Job:
Pick out each line below that contains the string "pixels" and copy it.

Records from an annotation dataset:
[BEGIN]

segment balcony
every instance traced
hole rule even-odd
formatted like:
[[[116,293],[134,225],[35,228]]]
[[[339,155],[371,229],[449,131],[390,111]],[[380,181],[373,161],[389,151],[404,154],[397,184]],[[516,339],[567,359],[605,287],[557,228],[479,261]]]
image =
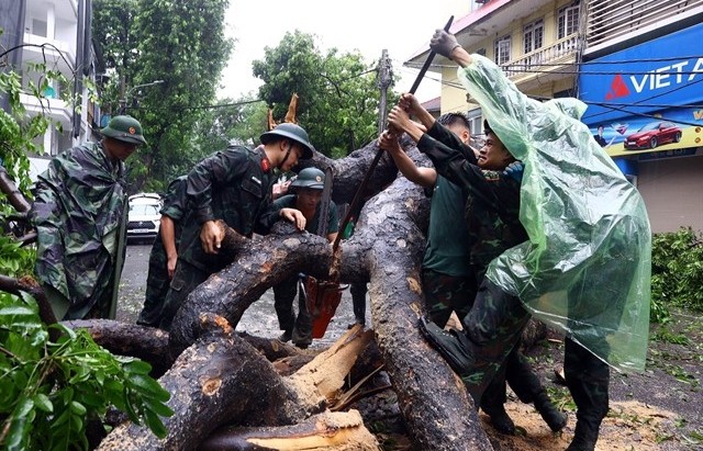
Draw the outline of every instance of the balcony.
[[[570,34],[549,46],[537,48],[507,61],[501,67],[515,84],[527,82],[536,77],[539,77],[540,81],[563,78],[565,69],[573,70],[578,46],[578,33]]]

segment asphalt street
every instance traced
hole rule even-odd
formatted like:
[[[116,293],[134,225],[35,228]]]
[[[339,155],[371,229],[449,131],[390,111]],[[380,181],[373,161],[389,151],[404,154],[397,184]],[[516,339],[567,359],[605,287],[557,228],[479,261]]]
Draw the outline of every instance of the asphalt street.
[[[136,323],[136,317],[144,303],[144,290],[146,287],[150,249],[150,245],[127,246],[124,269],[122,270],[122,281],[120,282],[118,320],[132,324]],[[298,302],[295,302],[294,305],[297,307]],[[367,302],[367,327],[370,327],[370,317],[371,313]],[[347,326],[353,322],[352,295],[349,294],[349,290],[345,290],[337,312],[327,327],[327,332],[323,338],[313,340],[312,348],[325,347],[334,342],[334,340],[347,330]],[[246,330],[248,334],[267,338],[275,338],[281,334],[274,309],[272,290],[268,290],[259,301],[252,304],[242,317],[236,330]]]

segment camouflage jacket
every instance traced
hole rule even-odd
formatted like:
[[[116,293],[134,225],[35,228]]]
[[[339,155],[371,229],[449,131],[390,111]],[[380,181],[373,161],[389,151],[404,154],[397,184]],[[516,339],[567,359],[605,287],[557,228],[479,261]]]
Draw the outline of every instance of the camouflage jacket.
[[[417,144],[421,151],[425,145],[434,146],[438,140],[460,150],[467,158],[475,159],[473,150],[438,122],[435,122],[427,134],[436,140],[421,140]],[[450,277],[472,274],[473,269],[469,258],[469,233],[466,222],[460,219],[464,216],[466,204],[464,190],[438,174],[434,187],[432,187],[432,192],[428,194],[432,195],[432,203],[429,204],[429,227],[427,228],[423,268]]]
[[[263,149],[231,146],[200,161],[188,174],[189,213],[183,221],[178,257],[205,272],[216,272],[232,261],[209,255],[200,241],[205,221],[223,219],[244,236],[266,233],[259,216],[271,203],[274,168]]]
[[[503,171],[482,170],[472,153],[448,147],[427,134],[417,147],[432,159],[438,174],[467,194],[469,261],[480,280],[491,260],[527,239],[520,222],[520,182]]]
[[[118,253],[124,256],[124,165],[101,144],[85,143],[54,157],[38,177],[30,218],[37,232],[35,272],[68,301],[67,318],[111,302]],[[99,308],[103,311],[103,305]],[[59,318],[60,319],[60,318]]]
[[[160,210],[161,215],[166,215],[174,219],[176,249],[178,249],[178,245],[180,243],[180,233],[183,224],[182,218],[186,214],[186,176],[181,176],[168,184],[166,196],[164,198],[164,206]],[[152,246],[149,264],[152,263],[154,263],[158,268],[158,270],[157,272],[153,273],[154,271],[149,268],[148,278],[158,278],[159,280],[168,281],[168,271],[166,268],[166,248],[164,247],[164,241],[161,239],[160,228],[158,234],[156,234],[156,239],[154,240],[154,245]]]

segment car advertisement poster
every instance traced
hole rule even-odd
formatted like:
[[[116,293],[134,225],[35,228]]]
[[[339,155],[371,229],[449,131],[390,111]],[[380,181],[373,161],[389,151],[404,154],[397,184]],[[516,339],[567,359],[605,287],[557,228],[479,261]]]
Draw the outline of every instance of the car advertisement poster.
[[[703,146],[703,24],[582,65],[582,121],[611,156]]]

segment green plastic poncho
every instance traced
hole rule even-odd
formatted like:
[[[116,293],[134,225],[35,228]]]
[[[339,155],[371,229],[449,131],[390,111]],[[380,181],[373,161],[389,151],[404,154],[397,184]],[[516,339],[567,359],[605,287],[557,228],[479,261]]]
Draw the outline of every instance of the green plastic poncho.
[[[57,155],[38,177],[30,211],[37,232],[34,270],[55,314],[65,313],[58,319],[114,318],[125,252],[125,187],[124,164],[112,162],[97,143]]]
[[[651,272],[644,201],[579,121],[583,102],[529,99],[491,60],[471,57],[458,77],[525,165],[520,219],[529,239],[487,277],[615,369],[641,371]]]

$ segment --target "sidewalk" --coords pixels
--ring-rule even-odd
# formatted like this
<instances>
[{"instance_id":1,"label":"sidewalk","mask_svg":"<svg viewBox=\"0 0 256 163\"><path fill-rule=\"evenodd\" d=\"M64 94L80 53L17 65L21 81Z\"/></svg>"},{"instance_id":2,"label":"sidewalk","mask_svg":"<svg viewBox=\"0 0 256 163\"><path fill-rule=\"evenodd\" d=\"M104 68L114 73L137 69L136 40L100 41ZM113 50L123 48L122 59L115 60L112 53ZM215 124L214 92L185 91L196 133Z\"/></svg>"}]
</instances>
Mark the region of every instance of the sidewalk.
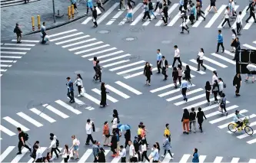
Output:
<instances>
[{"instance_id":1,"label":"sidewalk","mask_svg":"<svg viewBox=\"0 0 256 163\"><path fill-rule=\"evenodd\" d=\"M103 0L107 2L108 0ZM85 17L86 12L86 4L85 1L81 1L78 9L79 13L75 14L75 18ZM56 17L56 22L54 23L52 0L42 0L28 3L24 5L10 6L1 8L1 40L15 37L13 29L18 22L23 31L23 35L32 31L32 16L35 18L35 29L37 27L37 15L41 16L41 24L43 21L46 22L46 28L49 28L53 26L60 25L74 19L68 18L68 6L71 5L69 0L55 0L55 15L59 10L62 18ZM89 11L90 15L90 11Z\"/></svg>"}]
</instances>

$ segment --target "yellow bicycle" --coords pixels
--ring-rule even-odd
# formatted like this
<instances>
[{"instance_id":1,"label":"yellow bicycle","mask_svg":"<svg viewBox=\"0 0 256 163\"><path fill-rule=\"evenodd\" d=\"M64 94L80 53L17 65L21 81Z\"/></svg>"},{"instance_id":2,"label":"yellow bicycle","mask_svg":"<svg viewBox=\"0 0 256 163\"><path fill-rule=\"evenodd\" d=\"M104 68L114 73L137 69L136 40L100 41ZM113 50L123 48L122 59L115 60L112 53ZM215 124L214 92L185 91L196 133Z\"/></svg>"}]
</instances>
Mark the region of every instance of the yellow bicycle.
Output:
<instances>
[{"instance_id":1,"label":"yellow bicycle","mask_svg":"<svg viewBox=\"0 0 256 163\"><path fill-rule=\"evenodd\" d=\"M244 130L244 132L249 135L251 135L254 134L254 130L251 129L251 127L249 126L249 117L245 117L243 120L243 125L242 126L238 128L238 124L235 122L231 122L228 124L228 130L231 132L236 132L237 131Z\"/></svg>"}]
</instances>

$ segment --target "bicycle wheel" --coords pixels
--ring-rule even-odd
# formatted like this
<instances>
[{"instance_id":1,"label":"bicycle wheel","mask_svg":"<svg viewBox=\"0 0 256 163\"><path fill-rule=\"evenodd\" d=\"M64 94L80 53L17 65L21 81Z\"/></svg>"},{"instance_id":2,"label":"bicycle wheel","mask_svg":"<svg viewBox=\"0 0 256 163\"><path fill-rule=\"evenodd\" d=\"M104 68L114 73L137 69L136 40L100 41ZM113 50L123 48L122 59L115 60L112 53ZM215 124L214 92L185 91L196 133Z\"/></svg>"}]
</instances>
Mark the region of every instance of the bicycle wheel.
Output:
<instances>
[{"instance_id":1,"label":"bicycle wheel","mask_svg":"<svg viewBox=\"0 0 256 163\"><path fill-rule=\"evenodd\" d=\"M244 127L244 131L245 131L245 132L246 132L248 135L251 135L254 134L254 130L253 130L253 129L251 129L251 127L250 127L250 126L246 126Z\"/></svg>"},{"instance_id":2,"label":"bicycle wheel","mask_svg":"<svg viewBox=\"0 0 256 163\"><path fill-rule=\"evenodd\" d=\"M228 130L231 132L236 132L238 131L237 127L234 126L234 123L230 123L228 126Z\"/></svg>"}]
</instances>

[END]

Solution:
$ segment --target "sidewalk" --coords pixels
$ segment --target "yellow bicycle" --coords pixels
$ segment --target "bicycle wheel" --coords pixels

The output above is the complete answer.